§ Source extract
»»

Monday, 29 October 2018

A bird in hand - Zaagkuildrift


Pearl-spotted Owl
We were pulled-over by an admin. account dressed in pimples & sailing at full-mast with an old bangerful of friends. Foregoing the usual how-de-dos & the other social subtleties that define good-breeding, we humoured the pseudo-intellectual & drilled down to sub-species for a Yellow Wagtail we'd 'seen' earlier.

Designed to put me in my place, the interrogation was accompanied by sniggers from the juvenile squad in-back; fun to anticipate... High in impudence & low on wit, this macher is symptomatic of SA twitching often feral & rancid.


Nobody gets a pass but if the middle-finger resides somewhere in the correct answer, then I guess we had the last laugh.



Ridiculous
I don't want to dwell on the riddikulus - (good people, bird) - but when I see "last seen at about 06h45 after which it disappeared and has not been seen since" [SA Rare Birds], I tend to revert to the mean of 'who dunnit?'. 

Don't kid yoursel'.     Some-dimwit-did.

One or two years ago, I pooh-poohed Birdlife SA's concerns on 'birding with a camera ' & ' the lost art of field-observation ' - fair bunkum, prima facie, or so I thought. Turns out I was wrong.

««

§ Data
»»

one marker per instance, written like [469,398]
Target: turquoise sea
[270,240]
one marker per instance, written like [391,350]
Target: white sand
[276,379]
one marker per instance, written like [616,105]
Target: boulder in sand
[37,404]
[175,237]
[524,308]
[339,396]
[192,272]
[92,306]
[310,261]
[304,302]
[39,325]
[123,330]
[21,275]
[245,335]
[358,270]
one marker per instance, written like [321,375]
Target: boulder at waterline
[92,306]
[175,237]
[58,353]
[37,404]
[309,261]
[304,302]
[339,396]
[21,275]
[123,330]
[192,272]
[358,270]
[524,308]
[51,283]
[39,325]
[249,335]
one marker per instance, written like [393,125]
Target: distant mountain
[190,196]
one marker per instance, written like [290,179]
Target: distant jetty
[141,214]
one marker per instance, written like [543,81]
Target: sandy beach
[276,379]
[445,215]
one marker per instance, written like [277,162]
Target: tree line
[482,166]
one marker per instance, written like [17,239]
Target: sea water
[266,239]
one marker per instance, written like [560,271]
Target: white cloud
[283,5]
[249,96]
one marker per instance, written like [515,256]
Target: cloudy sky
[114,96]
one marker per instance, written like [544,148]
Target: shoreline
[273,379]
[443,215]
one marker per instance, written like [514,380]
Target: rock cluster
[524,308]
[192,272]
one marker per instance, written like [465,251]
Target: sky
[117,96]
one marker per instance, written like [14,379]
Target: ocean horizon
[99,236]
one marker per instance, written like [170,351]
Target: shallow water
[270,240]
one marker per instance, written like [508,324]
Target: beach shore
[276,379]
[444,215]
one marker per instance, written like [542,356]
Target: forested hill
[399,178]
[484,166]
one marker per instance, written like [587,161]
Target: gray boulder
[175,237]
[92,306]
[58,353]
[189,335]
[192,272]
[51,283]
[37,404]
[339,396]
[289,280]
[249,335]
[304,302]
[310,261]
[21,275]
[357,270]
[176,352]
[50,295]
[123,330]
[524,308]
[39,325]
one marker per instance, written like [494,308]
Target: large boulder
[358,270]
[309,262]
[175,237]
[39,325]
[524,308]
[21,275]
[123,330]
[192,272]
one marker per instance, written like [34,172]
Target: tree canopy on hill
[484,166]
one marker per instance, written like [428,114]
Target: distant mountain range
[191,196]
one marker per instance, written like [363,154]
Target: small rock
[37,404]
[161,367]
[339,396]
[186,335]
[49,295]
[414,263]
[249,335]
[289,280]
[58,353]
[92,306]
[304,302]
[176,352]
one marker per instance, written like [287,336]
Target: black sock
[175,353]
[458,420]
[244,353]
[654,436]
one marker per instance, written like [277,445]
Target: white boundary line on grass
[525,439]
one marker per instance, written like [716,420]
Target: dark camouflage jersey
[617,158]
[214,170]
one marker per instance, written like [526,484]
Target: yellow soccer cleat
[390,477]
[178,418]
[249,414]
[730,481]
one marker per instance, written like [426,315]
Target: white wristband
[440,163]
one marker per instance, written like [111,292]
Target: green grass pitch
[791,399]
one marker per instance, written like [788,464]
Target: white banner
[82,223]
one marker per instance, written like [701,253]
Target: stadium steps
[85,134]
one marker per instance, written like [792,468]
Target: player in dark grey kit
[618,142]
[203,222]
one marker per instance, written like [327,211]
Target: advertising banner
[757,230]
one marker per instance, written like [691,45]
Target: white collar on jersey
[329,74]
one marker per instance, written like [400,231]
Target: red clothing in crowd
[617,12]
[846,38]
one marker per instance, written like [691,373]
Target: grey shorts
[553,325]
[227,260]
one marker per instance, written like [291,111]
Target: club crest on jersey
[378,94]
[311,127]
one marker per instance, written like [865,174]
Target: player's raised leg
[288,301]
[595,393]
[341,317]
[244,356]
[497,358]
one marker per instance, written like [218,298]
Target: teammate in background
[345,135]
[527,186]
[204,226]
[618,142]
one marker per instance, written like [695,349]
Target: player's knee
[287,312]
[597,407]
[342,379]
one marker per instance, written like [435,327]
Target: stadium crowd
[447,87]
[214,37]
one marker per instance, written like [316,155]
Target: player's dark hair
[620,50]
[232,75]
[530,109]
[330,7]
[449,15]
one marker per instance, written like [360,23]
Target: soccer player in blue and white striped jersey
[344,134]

««

§ Task
Reproduce verbatim the stretch of the Zaagkuildrift birding post from "Designed to put" up to and including "the last laugh.".

§ Solution to the exercise
Designed to put me in my place, the interrogation was accompanied by sniggers from the juvenile squad in-back; fun to anticipate... High in impudence & low on wit, this macher is symptomatic of SA twitching often feral & rancid.


Nobody gets a pass but if the middle-finger resides somewhere in the correct answer, then I guess we had the last laugh.